(Collection entries)

● ● ● ● ● ● ●

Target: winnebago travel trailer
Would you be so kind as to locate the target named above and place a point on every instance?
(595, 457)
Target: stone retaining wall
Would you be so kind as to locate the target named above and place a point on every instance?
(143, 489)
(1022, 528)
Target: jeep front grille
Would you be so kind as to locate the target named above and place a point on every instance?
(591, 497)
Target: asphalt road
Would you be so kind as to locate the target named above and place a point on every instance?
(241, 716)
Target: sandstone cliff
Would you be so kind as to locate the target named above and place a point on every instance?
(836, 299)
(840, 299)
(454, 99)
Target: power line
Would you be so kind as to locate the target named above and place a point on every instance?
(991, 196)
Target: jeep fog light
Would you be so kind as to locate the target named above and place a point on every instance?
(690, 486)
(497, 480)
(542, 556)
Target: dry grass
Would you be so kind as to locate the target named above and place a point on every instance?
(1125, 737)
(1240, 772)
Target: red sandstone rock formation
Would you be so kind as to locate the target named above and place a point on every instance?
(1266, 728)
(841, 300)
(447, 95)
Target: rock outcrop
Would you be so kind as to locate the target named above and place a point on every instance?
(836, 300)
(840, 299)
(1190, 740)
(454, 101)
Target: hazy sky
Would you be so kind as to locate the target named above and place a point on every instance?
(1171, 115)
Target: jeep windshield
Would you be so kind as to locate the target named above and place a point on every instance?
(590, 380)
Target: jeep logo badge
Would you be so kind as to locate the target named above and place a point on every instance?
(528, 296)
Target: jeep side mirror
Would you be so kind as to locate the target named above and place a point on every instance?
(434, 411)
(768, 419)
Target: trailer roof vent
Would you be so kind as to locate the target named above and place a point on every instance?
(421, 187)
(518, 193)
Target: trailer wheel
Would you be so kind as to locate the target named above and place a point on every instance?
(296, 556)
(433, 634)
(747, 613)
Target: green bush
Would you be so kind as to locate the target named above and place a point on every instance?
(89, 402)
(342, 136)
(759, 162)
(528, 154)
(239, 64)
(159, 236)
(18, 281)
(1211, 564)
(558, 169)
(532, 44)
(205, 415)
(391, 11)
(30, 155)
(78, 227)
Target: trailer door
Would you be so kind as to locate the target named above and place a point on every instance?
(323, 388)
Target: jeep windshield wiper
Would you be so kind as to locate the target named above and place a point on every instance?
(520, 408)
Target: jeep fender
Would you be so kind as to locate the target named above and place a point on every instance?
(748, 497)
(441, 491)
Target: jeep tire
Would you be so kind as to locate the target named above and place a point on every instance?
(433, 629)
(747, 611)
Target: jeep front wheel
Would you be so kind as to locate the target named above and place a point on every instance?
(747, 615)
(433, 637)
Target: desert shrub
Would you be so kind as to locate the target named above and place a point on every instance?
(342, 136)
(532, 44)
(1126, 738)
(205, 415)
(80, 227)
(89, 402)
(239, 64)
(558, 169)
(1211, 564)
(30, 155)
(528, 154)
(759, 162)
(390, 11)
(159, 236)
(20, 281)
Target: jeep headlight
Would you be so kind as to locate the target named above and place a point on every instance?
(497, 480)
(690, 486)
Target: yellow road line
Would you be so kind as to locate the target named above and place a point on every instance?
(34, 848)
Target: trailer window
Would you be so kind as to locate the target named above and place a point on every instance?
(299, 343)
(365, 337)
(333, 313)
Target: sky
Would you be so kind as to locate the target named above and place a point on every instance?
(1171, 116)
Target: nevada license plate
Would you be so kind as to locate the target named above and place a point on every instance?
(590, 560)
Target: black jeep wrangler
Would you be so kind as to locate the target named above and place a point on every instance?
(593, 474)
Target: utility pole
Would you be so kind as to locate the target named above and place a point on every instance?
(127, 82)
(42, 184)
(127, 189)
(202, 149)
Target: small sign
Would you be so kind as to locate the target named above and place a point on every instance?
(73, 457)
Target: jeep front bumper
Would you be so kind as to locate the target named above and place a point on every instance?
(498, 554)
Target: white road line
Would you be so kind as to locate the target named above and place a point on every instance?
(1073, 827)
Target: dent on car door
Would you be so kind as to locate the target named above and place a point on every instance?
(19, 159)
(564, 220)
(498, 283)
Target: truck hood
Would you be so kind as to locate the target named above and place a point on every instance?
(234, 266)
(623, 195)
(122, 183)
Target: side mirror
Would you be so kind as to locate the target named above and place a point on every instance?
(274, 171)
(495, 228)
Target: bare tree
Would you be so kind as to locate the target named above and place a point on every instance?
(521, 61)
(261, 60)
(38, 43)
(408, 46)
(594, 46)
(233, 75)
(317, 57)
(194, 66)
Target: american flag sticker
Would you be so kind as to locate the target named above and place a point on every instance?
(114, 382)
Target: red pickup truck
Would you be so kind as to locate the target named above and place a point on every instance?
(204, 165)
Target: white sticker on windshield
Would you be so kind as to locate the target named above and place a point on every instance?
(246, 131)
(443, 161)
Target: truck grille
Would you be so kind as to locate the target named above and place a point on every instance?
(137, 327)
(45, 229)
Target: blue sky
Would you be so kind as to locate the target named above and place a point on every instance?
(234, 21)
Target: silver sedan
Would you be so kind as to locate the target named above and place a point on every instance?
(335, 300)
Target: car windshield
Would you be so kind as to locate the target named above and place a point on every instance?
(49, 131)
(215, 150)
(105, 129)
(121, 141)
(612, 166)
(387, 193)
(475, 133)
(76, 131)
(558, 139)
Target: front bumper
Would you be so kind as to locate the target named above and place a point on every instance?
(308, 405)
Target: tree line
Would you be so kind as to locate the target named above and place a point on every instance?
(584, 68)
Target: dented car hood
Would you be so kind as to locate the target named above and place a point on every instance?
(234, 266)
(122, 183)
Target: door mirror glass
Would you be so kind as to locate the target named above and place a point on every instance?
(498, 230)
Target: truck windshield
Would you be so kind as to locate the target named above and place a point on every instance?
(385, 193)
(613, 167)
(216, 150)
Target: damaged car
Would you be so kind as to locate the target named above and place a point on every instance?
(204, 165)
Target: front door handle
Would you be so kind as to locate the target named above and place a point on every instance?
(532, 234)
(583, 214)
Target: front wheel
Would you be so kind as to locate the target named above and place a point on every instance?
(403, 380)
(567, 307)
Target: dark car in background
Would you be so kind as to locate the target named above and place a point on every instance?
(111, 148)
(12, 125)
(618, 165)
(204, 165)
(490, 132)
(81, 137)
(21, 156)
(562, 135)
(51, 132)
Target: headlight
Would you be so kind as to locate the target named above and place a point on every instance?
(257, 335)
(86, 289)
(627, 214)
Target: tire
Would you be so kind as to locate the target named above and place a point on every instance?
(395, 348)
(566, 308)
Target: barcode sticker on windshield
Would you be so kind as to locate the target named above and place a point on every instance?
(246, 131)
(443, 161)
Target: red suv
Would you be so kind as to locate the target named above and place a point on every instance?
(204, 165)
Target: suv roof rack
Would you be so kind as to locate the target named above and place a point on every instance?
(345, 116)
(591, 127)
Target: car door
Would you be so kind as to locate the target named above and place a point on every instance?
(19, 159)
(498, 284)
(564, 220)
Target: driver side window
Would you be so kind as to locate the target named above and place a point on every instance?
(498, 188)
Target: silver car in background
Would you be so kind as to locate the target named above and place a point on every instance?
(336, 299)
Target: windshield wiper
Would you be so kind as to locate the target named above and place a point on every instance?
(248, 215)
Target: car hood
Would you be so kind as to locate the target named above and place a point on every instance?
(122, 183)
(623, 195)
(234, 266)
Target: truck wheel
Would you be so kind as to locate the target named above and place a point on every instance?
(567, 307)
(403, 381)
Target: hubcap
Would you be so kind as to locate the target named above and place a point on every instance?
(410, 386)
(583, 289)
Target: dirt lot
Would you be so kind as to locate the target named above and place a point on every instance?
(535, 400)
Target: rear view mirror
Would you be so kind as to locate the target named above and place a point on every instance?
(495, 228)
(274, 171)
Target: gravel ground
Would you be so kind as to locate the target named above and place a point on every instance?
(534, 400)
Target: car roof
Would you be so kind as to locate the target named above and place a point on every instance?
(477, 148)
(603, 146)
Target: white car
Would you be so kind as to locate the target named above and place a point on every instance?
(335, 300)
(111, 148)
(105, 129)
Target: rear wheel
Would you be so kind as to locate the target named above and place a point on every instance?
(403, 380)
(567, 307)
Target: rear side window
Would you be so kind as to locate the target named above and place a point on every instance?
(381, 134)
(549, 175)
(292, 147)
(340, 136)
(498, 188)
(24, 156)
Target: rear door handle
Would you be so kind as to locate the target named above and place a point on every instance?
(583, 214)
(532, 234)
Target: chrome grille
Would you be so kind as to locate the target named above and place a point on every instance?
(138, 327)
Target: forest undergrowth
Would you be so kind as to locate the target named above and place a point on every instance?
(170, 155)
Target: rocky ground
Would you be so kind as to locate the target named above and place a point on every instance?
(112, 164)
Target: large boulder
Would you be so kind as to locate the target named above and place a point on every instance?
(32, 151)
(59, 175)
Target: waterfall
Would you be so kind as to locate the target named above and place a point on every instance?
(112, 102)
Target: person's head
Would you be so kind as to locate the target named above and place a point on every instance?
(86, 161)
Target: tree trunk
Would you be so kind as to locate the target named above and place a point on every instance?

● ● ● ● ● ● ●

▶ [Task details]:
Count each line of the entries that holds the word "hood", then state the total and nothing more.

▶ [Answer for this exercise]:
3